Instructions for the task: Repeat all of the rows below word for word, leaving out the pictures.

Data for this exercise:
————————
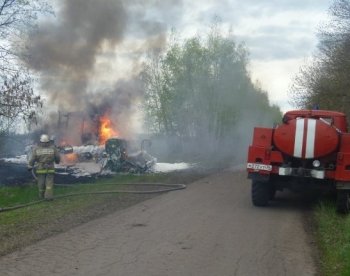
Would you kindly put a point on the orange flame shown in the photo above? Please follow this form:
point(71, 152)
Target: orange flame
point(106, 131)
point(70, 158)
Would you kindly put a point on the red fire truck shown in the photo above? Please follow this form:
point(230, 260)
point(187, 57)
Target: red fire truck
point(309, 150)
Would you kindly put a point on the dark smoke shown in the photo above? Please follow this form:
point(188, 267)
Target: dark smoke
point(65, 51)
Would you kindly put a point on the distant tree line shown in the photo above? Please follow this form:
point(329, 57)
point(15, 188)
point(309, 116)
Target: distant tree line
point(17, 98)
point(325, 82)
point(201, 89)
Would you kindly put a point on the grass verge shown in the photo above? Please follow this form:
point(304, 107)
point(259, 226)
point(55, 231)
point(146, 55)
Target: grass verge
point(21, 227)
point(333, 237)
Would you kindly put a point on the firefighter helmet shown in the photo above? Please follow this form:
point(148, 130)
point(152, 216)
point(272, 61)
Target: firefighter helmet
point(44, 138)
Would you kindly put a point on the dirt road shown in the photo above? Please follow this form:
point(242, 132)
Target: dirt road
point(210, 228)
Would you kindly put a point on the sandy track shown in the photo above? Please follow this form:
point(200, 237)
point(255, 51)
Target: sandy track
point(210, 228)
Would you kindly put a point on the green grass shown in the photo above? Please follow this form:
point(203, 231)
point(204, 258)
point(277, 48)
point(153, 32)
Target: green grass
point(333, 236)
point(24, 226)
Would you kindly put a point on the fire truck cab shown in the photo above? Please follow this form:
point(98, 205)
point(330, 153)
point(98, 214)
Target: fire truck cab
point(309, 150)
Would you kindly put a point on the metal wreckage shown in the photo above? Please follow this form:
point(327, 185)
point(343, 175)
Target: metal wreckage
point(115, 156)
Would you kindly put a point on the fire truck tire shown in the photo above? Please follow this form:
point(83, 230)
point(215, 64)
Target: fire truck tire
point(343, 201)
point(261, 193)
point(272, 193)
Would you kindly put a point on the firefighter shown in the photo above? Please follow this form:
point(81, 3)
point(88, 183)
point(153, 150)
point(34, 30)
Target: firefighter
point(43, 158)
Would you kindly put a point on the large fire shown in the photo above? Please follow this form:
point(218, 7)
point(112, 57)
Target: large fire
point(106, 130)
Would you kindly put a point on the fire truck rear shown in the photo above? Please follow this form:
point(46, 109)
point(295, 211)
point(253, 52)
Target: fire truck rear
point(309, 150)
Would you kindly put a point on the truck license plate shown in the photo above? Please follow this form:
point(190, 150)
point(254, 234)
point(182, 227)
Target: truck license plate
point(260, 167)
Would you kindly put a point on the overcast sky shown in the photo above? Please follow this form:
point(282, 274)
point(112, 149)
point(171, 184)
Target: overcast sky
point(279, 34)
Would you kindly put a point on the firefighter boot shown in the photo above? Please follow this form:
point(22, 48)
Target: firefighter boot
point(41, 185)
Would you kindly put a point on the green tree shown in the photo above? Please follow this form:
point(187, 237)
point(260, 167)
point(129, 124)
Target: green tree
point(325, 81)
point(201, 90)
point(17, 99)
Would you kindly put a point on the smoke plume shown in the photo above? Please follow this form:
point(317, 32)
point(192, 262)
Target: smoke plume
point(75, 53)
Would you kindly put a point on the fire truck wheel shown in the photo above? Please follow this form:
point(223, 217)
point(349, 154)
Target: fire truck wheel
point(272, 193)
point(260, 193)
point(343, 201)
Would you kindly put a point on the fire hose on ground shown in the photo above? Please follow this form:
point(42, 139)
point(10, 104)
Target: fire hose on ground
point(166, 188)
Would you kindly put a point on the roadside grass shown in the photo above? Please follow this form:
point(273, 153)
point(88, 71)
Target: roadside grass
point(333, 237)
point(21, 227)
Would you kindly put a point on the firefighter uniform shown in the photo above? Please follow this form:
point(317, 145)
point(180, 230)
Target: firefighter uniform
point(44, 156)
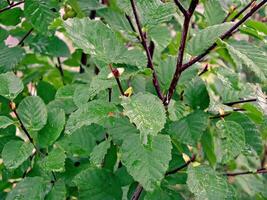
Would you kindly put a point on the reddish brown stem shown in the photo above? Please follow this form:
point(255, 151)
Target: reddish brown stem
point(11, 6)
point(181, 50)
point(258, 171)
point(116, 76)
point(225, 35)
point(149, 57)
point(243, 10)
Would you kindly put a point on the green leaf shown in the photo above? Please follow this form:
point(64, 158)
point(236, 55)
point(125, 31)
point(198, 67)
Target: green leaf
————————
The reply:
Would you kindly put a point on the orange flame shown in the photo above? Please follow this form:
point(71, 152)
Target: orange flame
point(106, 131)
point(70, 158)
Would you kindly put a point on the red fire truck shown in the photo above? Please follow this form:
point(230, 260)
point(187, 57)
Target: red fire truck
point(309, 150)
Would you kindly put a point on the dark smoke shown in the photo above? Please follow this form:
point(188, 267)
Target: dark smoke
point(65, 51)
Would you kindly put a point on the distant tree line shown in the photo above? Please follow this form:
point(329, 57)
point(15, 188)
point(309, 116)
Target: distant tree line
point(17, 98)
point(325, 82)
point(201, 89)
Would you kindly put a point on the grass verge shown in the photo above? Please follow this form:
point(304, 107)
point(259, 226)
point(55, 231)
point(146, 55)
Target: grass verge
point(21, 227)
point(333, 237)
Would you kindly put a point on the firefighter helmet shown in the photo above? Please follow this form:
point(148, 130)
point(152, 216)
point(272, 61)
Target: firefighter helmet
point(44, 138)
Would you kindly put a point on the dirt road shown in the photo above? Please follow this form:
point(242, 132)
Target: dirt road
point(210, 228)
Would you kindly put a point on the sandy track shown in the photo above? Please follow this form:
point(200, 237)
point(255, 51)
Target: sandy track
point(210, 228)
Would you kindly put a point on the green grass shown in the photo above? Please follow this form:
point(203, 231)
point(204, 258)
point(277, 48)
point(153, 32)
Target: green grass
point(333, 236)
point(24, 226)
Would you kindly put a point on the fire truck cab shown in the photo above? Please follow this form:
point(98, 205)
point(330, 153)
point(98, 214)
Target: fire truck cab
point(309, 150)
Would you kindly put a point on the metal wreckage shown in the photo above? Please follow this form:
point(327, 185)
point(343, 175)
Target: metal wreckage
point(115, 156)
Would you kindly put a point on the fire truck tire shown in the photo above? Please follow this form:
point(83, 230)
point(215, 64)
Target: fire truck tire
point(343, 201)
point(261, 193)
point(272, 193)
Would you kindly put a point on the firefighter shown in the photo above? Please follow this form:
point(81, 3)
point(88, 183)
point(153, 150)
point(34, 30)
Target: firefighter
point(43, 158)
Would you kindly put a point on the large fire shown in the photo above? Please follow this form:
point(218, 7)
point(112, 57)
Target: large fire
point(106, 130)
Would you kindly put a point on the fire truck rear shown in the photo above? Please follow this form:
point(46, 109)
point(295, 211)
point(253, 52)
Target: fire truck rear
point(309, 150)
Would you kindly put a point on the truck license plate shown in the photo above? Please follow this form:
point(190, 150)
point(254, 234)
point(182, 227)
Target: truck license plate
point(260, 167)
Would you kindly put a point on the overcast sky shown in the photo above? Please follow this form:
point(282, 274)
point(112, 149)
point(171, 184)
Target: overcast sky
point(279, 34)
Would you kindly put a point on the firefighter boot shown in the photo above? Please follow this form:
point(22, 48)
Target: firefighter boot
point(41, 185)
Would you kindly put a point on the green tree shown in the photo above? Please follow this form:
point(187, 237)
point(260, 167)
point(129, 124)
Target: green tree
point(325, 81)
point(201, 90)
point(17, 99)
Would you kindly put a point on the smoke plume shown in the photo above? Please follow this form:
point(317, 32)
point(192, 262)
Target: smoke plume
point(75, 53)
Would you kindly put a point on the fire truck wheel shown in the photo above? Please follow this form:
point(223, 217)
point(349, 154)
Target: fire truck wheel
point(272, 193)
point(260, 193)
point(343, 201)
Would you kindly put a point on the fire hose on ground shown in the photo above? Please follow this form:
point(42, 139)
point(10, 104)
Target: fire hose on ground
point(166, 188)
Would you kindly put a point on the roadside grass shown in the photo above? Please follow this form:
point(273, 153)
point(88, 71)
Target: roadside grass
point(333, 237)
point(21, 227)
Would you kindly put a point on the firefighter uniform shown in the photo above? Please follow this form:
point(317, 145)
point(180, 230)
Target: firefighter uniform
point(44, 156)
Would you kindly put a point on the reddish brown stem shown in the photo above? Please follow this form:
point(255, 151)
Target: reddish brown stem
point(11, 6)
point(181, 50)
point(258, 171)
point(116, 76)
point(225, 35)
point(149, 57)
point(243, 10)
Would you kindly put a point on the green leaf shown in the photo above? Please follow this form:
point(64, 158)
point(236, 55)
point(125, 31)
point(198, 67)
Target: green leaf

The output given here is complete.